→ **STATED EXERCISE**
Turn the lines of the entries below into a Markdown table with the columns "No." and "Line": put a running row number in the first column and one line per row in the second. Skip blank lines, and leave the pictures out.

→ **EXTRACTED RECORDS**
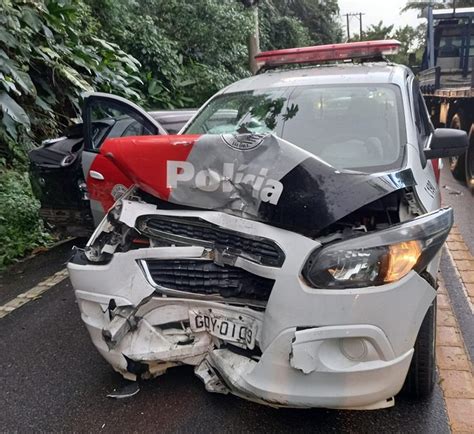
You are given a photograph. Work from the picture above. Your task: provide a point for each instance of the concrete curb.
(454, 367)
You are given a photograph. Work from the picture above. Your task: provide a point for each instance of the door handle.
(96, 175)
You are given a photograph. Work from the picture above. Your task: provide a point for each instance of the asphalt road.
(52, 379)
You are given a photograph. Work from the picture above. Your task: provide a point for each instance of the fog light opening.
(354, 349)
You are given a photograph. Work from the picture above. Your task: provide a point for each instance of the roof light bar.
(323, 53)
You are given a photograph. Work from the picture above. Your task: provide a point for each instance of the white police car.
(286, 244)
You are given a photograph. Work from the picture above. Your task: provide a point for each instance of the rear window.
(356, 127)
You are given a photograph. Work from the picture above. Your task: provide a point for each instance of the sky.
(375, 10)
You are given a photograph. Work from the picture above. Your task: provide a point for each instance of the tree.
(377, 32)
(297, 23)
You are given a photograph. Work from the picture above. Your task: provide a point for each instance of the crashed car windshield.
(348, 126)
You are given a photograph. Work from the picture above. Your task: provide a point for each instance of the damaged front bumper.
(275, 340)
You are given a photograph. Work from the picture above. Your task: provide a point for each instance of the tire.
(421, 376)
(457, 165)
(469, 161)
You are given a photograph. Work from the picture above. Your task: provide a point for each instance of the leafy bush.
(49, 55)
(21, 228)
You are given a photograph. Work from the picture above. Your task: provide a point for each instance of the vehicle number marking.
(229, 329)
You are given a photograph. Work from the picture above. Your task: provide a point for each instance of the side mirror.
(447, 142)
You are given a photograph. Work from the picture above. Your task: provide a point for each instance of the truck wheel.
(421, 376)
(470, 161)
(457, 165)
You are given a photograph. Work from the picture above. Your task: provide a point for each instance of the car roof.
(345, 73)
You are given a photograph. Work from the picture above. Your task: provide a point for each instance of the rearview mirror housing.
(447, 142)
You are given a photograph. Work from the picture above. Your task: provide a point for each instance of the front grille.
(199, 232)
(207, 278)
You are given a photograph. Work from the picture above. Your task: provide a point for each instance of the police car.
(286, 244)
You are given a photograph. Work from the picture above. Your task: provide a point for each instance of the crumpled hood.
(260, 177)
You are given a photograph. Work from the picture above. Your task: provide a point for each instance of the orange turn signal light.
(402, 257)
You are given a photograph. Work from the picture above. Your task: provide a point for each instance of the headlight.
(380, 257)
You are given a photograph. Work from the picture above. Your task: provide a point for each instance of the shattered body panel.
(301, 331)
(275, 182)
(264, 267)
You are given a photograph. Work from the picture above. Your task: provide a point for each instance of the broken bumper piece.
(287, 345)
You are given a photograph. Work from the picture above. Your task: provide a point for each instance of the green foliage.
(49, 55)
(420, 5)
(20, 227)
(188, 50)
(164, 53)
(298, 23)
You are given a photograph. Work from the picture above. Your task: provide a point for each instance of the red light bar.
(323, 53)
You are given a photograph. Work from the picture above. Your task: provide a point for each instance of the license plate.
(239, 329)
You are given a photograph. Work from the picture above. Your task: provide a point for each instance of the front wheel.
(421, 376)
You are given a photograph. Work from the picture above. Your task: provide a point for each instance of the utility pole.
(254, 39)
(358, 15)
(348, 30)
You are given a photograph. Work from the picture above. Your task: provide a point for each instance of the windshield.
(350, 127)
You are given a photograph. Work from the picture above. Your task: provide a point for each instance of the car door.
(108, 116)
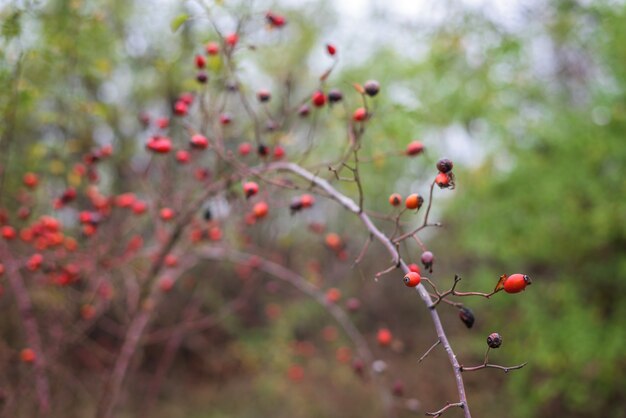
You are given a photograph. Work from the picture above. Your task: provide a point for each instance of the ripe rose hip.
(200, 61)
(334, 96)
(318, 99)
(494, 340)
(395, 199)
(183, 156)
(444, 165)
(360, 114)
(443, 180)
(279, 152)
(263, 150)
(412, 279)
(202, 77)
(260, 210)
(212, 48)
(414, 148)
(414, 267)
(371, 88)
(263, 95)
(414, 201)
(30, 180)
(384, 337)
(516, 283)
(232, 39)
(275, 20)
(166, 214)
(250, 188)
(199, 141)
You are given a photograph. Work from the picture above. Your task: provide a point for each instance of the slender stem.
(350, 205)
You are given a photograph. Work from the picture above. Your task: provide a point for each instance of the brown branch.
(31, 331)
(445, 408)
(351, 206)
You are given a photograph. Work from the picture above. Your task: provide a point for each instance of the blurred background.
(528, 98)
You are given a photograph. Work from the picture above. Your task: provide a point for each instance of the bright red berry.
(516, 283)
(250, 188)
(260, 210)
(414, 148)
(31, 180)
(412, 279)
(199, 141)
(395, 199)
(384, 337)
(413, 201)
(360, 114)
(200, 61)
(212, 48)
(183, 156)
(232, 39)
(443, 180)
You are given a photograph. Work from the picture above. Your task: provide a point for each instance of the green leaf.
(178, 21)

→ **WRITTEN SOLUTION**
| No. | Line |
|---|---|
| 1 | You are given a photograph. Work from the picture above. Your task: provide a point for each instance of the concrete curb. |
| 2 | (454, 367) |
| 3 | You are given a photograph. Work from the picture above. Your task: provide a point for each instance of the door handle. |
| 4 | (96, 175) |
| 5 | You are given a photograph. Work from the picture above. Your task: provide a point for each instance of the asphalt road. |
| 6 | (52, 379) |
| 7 | You are given a photograph. Work from the picture above. Your task: provide a point for each instance of the fog light opening. |
| 8 | (354, 349) |
| 9 | You are given a photograph. Work from the picture above. Your task: provide a point for each instance of the roof light bar. |
| 10 | (323, 53) |
| 11 | You are given a photograph. Work from the picture above. Your task: provide a point for each instance of the white police car. |
| 12 | (286, 244) |
| 13 | You are given a photograph. Work from the picture above. Your task: provide a point for each instance of the rear window. |
| 14 | (356, 127) |
| 15 | You are given a photograph. Work from the picture above. Your task: provide a point for each instance of the sky. |
| 16 | (375, 10) |
| 17 | You are given a photograph. Work from the picture above. Your task: provide a point for each instance of the tree. |
| 18 | (377, 32) |
| 19 | (297, 23) |
| 20 | You are given a photograph. Work from the picture above. Your task: provide a point for each instance of the crashed car windshield. |
| 21 | (348, 126) |
| 22 | You are given a photograph. Work from the picture above. Your task: provide a point for each instance of the damaged front bumper. |
| 23 | (275, 340) |
| 24 | You are given a photograph. Work from the picture above. Your task: provide a point for each instance of the tire. |
| 25 | (421, 376) |
| 26 | (457, 165) |
| 27 | (469, 161) |
| 28 | You are given a photograph. Work from the picture above. Your task: provide a point for each instance of the leafy bush. |
| 29 | (49, 55) |
| 30 | (21, 228) |
| 31 | You are given a photograph. Work from the picture above. Your task: provide a point for each instance of the vehicle number marking. |
| 32 | (229, 329) |
| 33 | You are given a photograph. Work from the picture above. Your task: provide a point for each instance of the side mirror. |
| 34 | (447, 142) |
| 35 | You are given a photograph. Work from the picture above. Your task: provide a point for each instance of the truck wheel. |
| 36 | (421, 376) |
| 37 | (470, 161) |
| 38 | (457, 165) |
| 39 | You are given a photograph. Work from the picture above. Your task: provide a point for each instance of the car roof. |
| 40 | (345, 73) |
| 41 | You are given a photograph. Work from the picture above. Your task: provide a point for each instance of the rearview mirror housing. |
| 42 | (447, 142) |
| 43 | You are given a photograph. Work from the picture above. Your task: provide a point for each instance of the front grille. |
| 44 | (199, 232) |
| 45 | (207, 278) |
| 46 | You are given a photograph. Work from the picture above. Your task: provide a point for each instance of the police car. |
| 47 | (286, 244) |
| 48 | You are given a photograph. Work from the picture above. Your task: provide a point for each instance of the crumpled hood. |
| 49 | (260, 177) |
| 50 | You are given a photograph. Work from the picture above. Your task: provide a point for each instance of the orange turn signal light. |
| 51 | (402, 257) |
| 52 | You are given a photograph. Work from the picture above. Your task: provide a point for each instance of the headlight. |
| 53 | (380, 257) |
| 54 | You are given a photograph. Work from the picture above. Your task: provide a point for each instance of the shattered body panel. |
| 55 | (301, 331) |
| 56 | (275, 182) |
| 57 | (264, 267) |
| 58 | You are given a photograph. Work from the picture above. Your task: provide a point for each instance of the broken bumper piece. |
| 59 | (287, 345) |
| 60 | You are given a photograph. Work from the picture above. Your task: provide a point for each instance of the green foliage. |
| 61 | (49, 55) |
| 62 | (420, 5) |
| 63 | (20, 227) |
| 64 | (188, 50) |
| 65 | (164, 53) |
| 66 | (298, 23) |
| 67 | You are given a photograph. Work from the picture above. Your task: provide a point for each instance of the red light bar. |
| 68 | (323, 53) |
| 69 | You are given a photograph. Work from the picture above. Your task: provide a point for each instance of the license plate. |
| 70 | (239, 329) |
| 71 | You are given a photograph. Work from the picture above. Your task: provide a point for each instance of the front wheel. |
| 72 | (421, 376) |
| 73 | You are given a photograph. Work from the picture above. Your task: provide a point for each instance of the utility pole. |
| 74 | (254, 39) |
| 75 | (358, 15) |
| 76 | (348, 30) |
| 77 | You are given a photograph. Work from the picture above. Your task: provide a point for each instance of the windshield. |
| 78 | (350, 127) |
| 79 | You are given a photograph. Work from the picture above. Your task: provide a point for each instance of the car door. |
| 80 | (108, 116) |
| 81 | You are given a photograph. Work from the picture above. Your task: provide a point for each instance of the ripe rose hip. |
| 82 | (200, 61) |
| 83 | (334, 96) |
| 84 | (318, 99) |
| 85 | (494, 340) |
| 86 | (395, 199) |
| 87 | (183, 156) |
| 88 | (444, 165) |
| 89 | (360, 114) |
| 90 | (443, 180) |
| 91 | (279, 152) |
| 92 | (263, 150) |
| 93 | (412, 279) |
| 94 | (202, 77) |
| 95 | (260, 210) |
| 96 | (212, 48) |
| 97 | (414, 148) |
| 98 | (414, 267) |
| 99 | (371, 88) |
| 100 | (263, 95) |
| 101 | (414, 201) |
| 102 | (30, 180) |
| 103 | (384, 337) |
| 104 | (516, 283) |
| 105 | (232, 39) |
| 106 | (275, 20) |
| 107 | (166, 214) |
| 108 | (250, 188) |
| 109 | (199, 141) |
| 110 | You are given a photograph. Work from the picture above. Your task: provide a point for each instance of the slender stem. |
| 111 | (350, 205) |
| 112 | You are given a photograph. Work from the picture above. Your task: provide a point for each instance of the brown branch. |
| 113 | (31, 331) |
| 114 | (445, 408) |
| 115 | (351, 206) |
| 116 | You are given a photograph. Work from the picture above. Your task: provide a point for each instance of the blurred background. |
| 117 | (528, 98) |
| 118 | You are given a photograph. Work from the picture above. Your task: provide a point for each instance of the bright red berry. |
| 119 | (516, 283) |
| 120 | (250, 188) |
| 121 | (260, 210) |
| 122 | (414, 148) |
| 123 | (31, 180) |
| 124 | (412, 279) |
| 125 | (199, 141) |
| 126 | (395, 199) |
| 127 | (384, 337) |
| 128 | (413, 201) |
| 129 | (360, 114) |
| 130 | (200, 61) |
| 131 | (212, 48) |
| 132 | (183, 156) |
| 133 | (232, 39) |
| 134 | (443, 180) |
| 135 | You are given a photograph. Work from the picture above. Your task: provide a point for each instance of the green leaf. |
| 136 | (178, 21) |